§ **Written request**: In the passage on physical security threats, identify every group named as possibly calling a company's safety and compliance efforts into question.

§ **Reading passage**:
____

Recent research commissioned by the Ontic Center for Protective Intelligence shows that for 71% of security, legal, and compliance executives, physical threat activity at their company has dramatically increased since the beginning of 2020. Of those surveyed, 80% expect an increase to their 2021 physical security operating budgets, with 7% of firms expecting an increase of more than 51% (see graphic below). The data was collected in a survey of 300 chief security officers, chief legal officers, chief compliance officers and physical security decision-makers at U.S. companies with over 5,000 employees.

Below are some considerations and steps that companies can take to better address physical threats. Note that these are merely factors that could improve a company’s ability to protect its physical assets—the failure to satisfy any of these steps does not mean that your organization will be more vulnerable to threats.

Steps to Address Physical Security Threats

Ensure you have a robust and reliable audit trail. Should the company’s safety and compliance efforts ever come into question by employees, clients, shareholders, or regulators, you will need a thorough audit and investigative trail. And if properly maintained, this could be used as evidence at a trial if necessary.

Have a response plan. Should an incident take place, businesses can mitigate the impact with a holistic, integrated, and measurable compliance strategy and effective response plan that has been put through a tabletop exercise.

____

§ **Provided material**:
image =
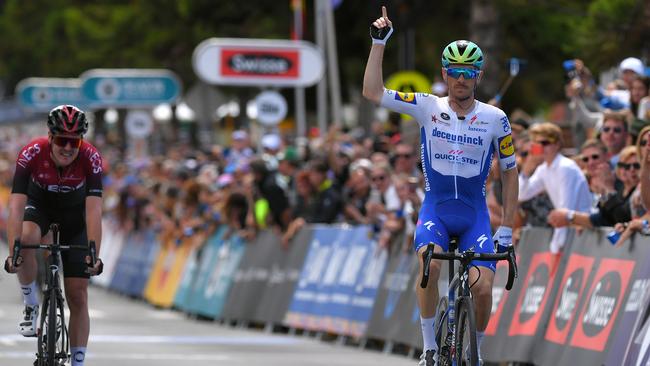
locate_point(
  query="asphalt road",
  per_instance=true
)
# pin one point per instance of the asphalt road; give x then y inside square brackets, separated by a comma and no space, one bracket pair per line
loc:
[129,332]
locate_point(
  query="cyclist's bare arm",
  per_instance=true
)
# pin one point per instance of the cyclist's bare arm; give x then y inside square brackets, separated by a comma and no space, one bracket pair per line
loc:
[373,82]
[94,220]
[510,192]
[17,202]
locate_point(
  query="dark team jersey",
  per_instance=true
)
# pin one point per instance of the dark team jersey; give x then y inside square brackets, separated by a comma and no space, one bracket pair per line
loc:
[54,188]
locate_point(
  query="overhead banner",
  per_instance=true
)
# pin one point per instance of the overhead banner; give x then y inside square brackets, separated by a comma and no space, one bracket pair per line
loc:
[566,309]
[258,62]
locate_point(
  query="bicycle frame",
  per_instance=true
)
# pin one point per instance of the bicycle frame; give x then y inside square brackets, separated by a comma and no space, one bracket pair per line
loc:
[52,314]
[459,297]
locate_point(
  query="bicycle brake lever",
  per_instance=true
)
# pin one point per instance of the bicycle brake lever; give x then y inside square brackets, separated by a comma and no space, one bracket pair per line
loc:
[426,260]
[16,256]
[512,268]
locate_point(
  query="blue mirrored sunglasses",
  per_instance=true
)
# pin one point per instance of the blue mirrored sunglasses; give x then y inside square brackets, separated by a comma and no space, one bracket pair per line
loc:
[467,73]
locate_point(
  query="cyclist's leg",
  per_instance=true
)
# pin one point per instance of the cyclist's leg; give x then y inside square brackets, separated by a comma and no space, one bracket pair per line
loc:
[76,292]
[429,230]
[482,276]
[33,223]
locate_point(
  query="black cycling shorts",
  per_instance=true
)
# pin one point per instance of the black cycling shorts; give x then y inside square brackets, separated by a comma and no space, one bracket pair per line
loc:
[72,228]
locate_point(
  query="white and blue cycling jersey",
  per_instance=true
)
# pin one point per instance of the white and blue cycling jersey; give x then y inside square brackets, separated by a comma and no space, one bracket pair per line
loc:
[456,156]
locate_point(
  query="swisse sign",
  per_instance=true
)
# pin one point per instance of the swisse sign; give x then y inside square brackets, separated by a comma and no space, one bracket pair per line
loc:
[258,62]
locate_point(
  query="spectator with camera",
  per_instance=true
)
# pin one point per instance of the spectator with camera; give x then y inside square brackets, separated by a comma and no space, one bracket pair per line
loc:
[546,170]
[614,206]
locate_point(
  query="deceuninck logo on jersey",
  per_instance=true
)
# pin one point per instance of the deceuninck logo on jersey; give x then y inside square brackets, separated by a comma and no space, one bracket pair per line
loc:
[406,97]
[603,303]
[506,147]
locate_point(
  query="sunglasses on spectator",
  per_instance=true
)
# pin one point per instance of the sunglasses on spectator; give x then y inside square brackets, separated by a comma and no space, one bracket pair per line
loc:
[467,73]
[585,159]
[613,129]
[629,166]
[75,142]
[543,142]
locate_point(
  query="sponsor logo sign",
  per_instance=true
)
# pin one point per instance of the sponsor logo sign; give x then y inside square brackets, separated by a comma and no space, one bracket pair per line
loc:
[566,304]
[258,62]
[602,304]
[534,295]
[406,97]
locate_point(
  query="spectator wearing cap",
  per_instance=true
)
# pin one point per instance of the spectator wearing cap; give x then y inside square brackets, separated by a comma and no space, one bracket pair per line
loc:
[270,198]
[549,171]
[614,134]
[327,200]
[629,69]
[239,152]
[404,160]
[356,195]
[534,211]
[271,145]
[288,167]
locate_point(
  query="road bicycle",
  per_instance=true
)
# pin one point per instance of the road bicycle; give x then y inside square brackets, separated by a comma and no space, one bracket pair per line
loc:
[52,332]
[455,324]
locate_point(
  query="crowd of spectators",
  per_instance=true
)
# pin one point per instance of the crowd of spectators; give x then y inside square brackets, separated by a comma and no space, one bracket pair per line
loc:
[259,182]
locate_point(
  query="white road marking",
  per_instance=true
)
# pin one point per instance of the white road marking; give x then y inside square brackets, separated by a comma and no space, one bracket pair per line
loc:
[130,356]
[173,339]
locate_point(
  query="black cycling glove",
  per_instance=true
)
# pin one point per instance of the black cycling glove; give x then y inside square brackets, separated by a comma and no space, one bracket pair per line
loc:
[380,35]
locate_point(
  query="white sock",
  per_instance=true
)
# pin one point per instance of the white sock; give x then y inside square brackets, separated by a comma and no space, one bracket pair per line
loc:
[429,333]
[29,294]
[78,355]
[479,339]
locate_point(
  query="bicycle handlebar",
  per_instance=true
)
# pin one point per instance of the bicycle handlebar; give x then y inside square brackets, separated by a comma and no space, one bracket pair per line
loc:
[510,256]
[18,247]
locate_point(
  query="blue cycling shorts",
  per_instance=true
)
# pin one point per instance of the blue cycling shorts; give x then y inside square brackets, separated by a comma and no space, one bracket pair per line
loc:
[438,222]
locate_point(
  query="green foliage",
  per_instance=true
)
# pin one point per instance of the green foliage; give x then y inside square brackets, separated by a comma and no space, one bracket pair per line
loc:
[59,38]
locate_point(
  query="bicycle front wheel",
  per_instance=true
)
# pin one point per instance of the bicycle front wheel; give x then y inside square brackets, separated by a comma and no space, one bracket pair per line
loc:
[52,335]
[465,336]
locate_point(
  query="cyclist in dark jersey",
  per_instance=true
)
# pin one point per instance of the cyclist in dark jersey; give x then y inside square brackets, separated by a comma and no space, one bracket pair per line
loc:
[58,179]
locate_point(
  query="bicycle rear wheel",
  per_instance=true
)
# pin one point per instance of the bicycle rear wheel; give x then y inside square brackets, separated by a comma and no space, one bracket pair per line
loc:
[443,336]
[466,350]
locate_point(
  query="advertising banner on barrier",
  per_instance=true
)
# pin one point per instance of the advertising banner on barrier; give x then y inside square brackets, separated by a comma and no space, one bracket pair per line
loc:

____

§ **Solution to the problem**: Employees, clients, shareholders, and regulators.